__Testo fornito__
In secondo luogo, nonostante Forze dell’Ordine e Forze Armate siano state sottoposte a un lungo trattamento finalizzato a recidere i legami con le masse popolari (eliminazione della leva obbligatoria, più capillare addestramento, missioni di guerra, ecc.), quei legami non sono ancora rotti e, in definitiva, non si possono rompere. Anche se la classe dominante avesse l’ambizione di tornare al periodo in cui i graduati erano tutti appartenenti alle classi alte, la truppa è sempre e solo appartenente alla classi basse e per quanto indottrinamento, addestramento, riconoscimenti economici possano di certo allettare una parte della truppa, essi non riusciranno mai a sostituire l’origine di classe della maggioranza della truppa.

(Dati di localizzazione dei punti)
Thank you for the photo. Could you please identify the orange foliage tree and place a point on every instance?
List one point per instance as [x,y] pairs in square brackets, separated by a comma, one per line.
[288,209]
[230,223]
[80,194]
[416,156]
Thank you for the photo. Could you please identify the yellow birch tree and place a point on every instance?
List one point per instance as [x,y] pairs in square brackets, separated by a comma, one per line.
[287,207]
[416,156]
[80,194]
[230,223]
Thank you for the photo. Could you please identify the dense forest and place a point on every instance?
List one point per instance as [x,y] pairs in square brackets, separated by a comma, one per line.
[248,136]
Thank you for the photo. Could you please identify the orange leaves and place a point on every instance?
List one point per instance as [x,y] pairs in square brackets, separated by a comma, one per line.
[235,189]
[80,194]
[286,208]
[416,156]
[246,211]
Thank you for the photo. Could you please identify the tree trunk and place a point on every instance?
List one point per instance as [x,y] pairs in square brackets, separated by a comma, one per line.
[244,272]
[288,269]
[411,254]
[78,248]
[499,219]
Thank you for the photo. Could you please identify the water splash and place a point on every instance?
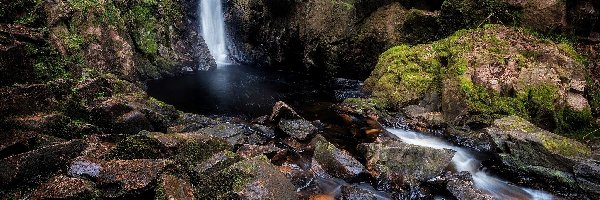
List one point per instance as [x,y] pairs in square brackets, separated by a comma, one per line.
[213,29]
[464,160]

__Consegna__
Scrivi il seguito del testo sulle Forze dell'Ordine e le Forze Armate, a partire dall'ultima frase riportata.

__Risposta all'esercizio__
In terzo luogo, per mantenere il suo ruolo di dominio, la borghesia imperialista è costretta a violare le stesse leggi che pretende di imporre alle masse popolari, è costretta a violare tutti i principi, i valori e le leggi “democratiche” che pretende di incarnare, deve assumere un ruolo più palesemente eversivo. E questo alimenta contraddizioni anche nel suo stesso fronte tanto nei piani alti (la parte “democratica e progressista” della borghesia imperialista) e soprattutto nei piani bassi del suo campo (dipendenti dell’amministrazione statale, poliziotti, soldati, carabinieri, guardie carcerarie, finanzieri, tecnici, amministrativi, ecc.).

In ultimo, ma in definitiva è l’aspetto principale, sono da tenere in conto l’intervento e l’azione dei comunisti.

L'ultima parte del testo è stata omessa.